* _PROBLEM STATEMENT_
Give again, exactly, every line of the entries below from the one that has "Within one instance, a" to the last.

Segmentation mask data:
────

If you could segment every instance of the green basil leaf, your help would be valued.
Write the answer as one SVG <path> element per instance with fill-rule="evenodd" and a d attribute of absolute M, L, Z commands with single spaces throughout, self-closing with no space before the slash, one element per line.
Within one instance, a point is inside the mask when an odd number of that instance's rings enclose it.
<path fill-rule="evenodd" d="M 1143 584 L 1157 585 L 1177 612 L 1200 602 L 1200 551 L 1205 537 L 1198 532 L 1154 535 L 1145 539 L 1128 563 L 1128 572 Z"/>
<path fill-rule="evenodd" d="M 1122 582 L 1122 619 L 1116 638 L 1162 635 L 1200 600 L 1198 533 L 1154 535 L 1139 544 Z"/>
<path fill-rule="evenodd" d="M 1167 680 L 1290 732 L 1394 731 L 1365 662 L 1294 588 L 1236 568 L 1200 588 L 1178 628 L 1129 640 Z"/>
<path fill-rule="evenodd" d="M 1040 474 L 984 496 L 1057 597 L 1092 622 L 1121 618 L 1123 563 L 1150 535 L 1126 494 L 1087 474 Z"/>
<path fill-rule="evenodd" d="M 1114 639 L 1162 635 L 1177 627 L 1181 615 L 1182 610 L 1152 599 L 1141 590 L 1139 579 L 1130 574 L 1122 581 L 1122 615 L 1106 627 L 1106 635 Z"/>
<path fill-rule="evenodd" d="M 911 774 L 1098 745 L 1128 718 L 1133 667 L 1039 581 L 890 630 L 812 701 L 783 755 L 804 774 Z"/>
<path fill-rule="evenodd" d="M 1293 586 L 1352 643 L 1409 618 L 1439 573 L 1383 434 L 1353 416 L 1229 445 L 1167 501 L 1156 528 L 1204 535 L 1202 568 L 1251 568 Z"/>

────

* _EXERCISE SOLUTION_
Within one instance, a point is inside the mask when an odd number of that instance's rings enclose it.
<path fill-rule="evenodd" d="M 1143 584 L 1157 585 L 1177 612 L 1200 602 L 1200 551 L 1205 537 L 1198 532 L 1154 535 L 1145 539 L 1128 563 L 1128 572 Z"/>
<path fill-rule="evenodd" d="M 1122 582 L 1122 619 L 1116 638 L 1162 635 L 1200 600 L 1198 533 L 1154 535 L 1139 544 Z"/>
<path fill-rule="evenodd" d="M 1167 680 L 1290 732 L 1394 731 L 1365 662 L 1294 588 L 1236 568 L 1200 588 L 1178 628 L 1129 640 Z"/>
<path fill-rule="evenodd" d="M 1040 474 L 984 496 L 1057 597 L 1092 622 L 1121 618 L 1123 563 L 1150 535 L 1126 494 L 1087 474 Z"/>
<path fill-rule="evenodd" d="M 1114 639 L 1162 635 L 1177 627 L 1181 615 L 1182 610 L 1152 599 L 1141 590 L 1139 579 L 1130 574 L 1122 581 L 1122 615 L 1106 627 L 1106 635 Z"/>
<path fill-rule="evenodd" d="M 911 774 L 1098 745 L 1128 718 L 1133 667 L 1039 581 L 890 630 L 812 701 L 783 755 L 804 774 Z"/>
<path fill-rule="evenodd" d="M 1293 586 L 1352 643 L 1409 618 L 1439 573 L 1383 434 L 1353 416 L 1229 445 L 1167 501 L 1156 528 L 1204 535 L 1202 568 L 1251 568 Z"/>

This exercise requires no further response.